### Task instructions
Every entry is to be returned exactly as it stands; the pictures are to be dropped.

═════ Data for the task

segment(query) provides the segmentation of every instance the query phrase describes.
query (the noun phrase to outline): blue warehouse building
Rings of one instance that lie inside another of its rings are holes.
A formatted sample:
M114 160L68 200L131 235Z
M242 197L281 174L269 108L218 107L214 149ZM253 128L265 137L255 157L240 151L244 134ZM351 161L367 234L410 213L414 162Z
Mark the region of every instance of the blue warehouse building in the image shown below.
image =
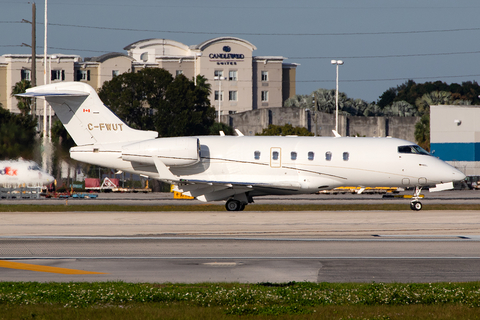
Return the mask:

══════════

### Problem solution
segment(query) provides the segmentation of every instance the query phrase describes.
query (the noun phrase to outline): blue warehouse building
Rings of one instance that lie inside another of its rings are holes.
A formatted sample:
M114 160L68 200L131 235Z
M242 197L281 174L269 108L218 107L214 149ZM253 128L265 137L255 157L240 151L244 134ZM351 161L367 234L410 213L414 162Z
Mark the region of every instance of the blue warehouse building in the image shown below.
image =
Return the mask:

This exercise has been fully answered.